* [Exercise materials]
— Start —
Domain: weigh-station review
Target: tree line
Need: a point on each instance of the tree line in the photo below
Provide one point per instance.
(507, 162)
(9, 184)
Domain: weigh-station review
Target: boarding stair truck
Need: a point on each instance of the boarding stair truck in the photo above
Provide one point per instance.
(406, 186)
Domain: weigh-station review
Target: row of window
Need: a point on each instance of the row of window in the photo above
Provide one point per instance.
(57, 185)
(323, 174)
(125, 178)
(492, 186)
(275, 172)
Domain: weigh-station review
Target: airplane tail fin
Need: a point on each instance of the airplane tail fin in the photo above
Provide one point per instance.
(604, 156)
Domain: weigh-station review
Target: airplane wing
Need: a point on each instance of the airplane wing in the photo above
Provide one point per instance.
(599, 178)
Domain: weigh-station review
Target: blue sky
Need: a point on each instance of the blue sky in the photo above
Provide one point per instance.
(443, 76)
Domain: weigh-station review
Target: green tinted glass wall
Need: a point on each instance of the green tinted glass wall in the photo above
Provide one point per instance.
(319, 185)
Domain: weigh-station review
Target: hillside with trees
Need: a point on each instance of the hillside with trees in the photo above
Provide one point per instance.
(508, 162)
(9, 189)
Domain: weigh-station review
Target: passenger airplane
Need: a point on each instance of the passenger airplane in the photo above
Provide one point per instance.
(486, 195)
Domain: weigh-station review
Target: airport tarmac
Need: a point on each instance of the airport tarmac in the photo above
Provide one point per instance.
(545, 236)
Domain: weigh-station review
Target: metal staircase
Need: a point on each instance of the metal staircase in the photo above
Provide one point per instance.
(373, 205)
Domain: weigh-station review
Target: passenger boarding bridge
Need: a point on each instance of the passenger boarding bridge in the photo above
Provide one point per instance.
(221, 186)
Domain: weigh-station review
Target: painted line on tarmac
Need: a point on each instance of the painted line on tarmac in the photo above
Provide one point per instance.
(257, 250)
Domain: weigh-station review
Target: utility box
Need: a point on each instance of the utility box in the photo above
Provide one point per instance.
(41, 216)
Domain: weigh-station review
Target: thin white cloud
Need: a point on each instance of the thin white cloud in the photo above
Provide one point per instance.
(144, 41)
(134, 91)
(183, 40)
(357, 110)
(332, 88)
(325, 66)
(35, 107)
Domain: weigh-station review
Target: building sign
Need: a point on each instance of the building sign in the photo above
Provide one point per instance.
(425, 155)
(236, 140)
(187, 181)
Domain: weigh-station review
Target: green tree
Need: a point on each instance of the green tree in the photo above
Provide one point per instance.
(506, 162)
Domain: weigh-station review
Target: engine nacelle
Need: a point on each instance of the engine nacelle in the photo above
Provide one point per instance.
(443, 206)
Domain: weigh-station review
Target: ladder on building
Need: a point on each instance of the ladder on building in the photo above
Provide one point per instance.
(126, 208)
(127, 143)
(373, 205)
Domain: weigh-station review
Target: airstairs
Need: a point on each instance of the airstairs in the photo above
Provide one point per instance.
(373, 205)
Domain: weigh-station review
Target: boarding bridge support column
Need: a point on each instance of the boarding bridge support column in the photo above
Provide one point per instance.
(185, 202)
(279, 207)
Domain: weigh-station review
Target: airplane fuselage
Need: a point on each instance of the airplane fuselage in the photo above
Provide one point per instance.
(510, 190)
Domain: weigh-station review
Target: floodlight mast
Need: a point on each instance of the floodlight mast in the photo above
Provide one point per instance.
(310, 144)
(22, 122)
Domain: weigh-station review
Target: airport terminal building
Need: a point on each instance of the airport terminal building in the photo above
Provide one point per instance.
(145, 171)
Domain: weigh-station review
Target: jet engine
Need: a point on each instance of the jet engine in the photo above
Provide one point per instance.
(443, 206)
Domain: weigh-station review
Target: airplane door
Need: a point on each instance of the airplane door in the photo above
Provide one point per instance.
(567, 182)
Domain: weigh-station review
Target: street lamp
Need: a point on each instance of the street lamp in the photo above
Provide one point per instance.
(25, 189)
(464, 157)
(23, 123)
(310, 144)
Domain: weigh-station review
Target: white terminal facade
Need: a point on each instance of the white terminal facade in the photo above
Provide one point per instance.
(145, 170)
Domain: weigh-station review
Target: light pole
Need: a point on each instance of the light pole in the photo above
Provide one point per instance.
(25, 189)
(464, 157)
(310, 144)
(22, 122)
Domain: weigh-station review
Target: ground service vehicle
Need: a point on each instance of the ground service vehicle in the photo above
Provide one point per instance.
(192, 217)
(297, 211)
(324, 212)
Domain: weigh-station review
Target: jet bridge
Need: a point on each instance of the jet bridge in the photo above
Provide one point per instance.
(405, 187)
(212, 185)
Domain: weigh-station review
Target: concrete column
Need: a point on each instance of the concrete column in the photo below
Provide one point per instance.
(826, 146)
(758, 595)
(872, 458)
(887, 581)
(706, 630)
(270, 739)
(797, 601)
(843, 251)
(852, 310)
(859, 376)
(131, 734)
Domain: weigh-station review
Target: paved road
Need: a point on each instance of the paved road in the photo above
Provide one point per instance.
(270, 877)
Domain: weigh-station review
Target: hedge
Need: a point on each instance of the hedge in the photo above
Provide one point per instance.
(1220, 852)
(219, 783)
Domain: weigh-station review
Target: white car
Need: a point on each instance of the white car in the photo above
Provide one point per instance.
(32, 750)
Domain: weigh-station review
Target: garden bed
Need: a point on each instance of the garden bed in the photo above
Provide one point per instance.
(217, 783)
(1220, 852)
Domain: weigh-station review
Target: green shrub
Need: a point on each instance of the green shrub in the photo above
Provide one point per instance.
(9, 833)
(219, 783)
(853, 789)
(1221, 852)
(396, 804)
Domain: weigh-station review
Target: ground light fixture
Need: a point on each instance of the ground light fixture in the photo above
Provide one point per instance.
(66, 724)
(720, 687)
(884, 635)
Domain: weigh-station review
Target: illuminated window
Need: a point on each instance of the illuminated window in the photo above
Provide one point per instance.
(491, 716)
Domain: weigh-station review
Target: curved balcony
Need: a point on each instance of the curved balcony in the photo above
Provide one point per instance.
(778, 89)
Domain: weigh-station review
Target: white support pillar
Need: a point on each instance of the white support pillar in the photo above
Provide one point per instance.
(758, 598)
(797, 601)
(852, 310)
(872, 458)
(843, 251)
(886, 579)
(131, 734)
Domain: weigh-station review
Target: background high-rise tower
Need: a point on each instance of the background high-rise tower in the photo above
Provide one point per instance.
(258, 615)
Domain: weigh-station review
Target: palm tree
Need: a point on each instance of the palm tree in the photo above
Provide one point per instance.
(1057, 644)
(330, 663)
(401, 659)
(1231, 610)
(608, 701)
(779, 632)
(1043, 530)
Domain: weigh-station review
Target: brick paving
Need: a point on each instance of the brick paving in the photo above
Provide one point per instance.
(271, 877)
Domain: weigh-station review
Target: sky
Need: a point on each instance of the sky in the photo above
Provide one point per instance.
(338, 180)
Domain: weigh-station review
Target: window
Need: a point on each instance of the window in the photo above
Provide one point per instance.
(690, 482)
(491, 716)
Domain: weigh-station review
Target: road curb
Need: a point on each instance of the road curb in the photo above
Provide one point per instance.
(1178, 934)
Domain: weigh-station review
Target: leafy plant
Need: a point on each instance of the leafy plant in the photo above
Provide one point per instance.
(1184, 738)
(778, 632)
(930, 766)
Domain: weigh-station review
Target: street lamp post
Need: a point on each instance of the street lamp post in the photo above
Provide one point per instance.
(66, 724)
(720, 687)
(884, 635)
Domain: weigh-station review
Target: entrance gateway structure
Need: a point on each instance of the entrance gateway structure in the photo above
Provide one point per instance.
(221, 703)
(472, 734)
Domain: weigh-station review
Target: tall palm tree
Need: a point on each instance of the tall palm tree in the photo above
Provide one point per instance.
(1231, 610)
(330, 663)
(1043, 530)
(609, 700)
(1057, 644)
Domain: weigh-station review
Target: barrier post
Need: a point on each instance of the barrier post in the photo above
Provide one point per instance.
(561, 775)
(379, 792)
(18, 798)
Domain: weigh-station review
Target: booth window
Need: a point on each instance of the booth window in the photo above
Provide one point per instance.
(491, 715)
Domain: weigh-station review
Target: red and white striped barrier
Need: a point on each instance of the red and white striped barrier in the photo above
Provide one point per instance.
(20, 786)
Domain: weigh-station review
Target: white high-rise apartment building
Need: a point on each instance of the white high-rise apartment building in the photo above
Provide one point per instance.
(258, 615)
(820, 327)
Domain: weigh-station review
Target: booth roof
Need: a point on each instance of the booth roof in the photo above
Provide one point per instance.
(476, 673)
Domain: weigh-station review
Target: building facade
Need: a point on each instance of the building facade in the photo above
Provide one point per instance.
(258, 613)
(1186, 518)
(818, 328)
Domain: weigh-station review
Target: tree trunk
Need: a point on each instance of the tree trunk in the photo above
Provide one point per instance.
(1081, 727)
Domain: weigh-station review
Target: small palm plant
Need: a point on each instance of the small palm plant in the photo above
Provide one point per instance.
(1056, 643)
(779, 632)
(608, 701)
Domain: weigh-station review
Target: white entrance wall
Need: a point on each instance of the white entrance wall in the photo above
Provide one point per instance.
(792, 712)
— End —
Which lines in the entries above contain the string "brick", counting only matches with the same case? Copy each of those lines in full.

Target: brick paving
Need: a point on each instance of the brick paving in the photo above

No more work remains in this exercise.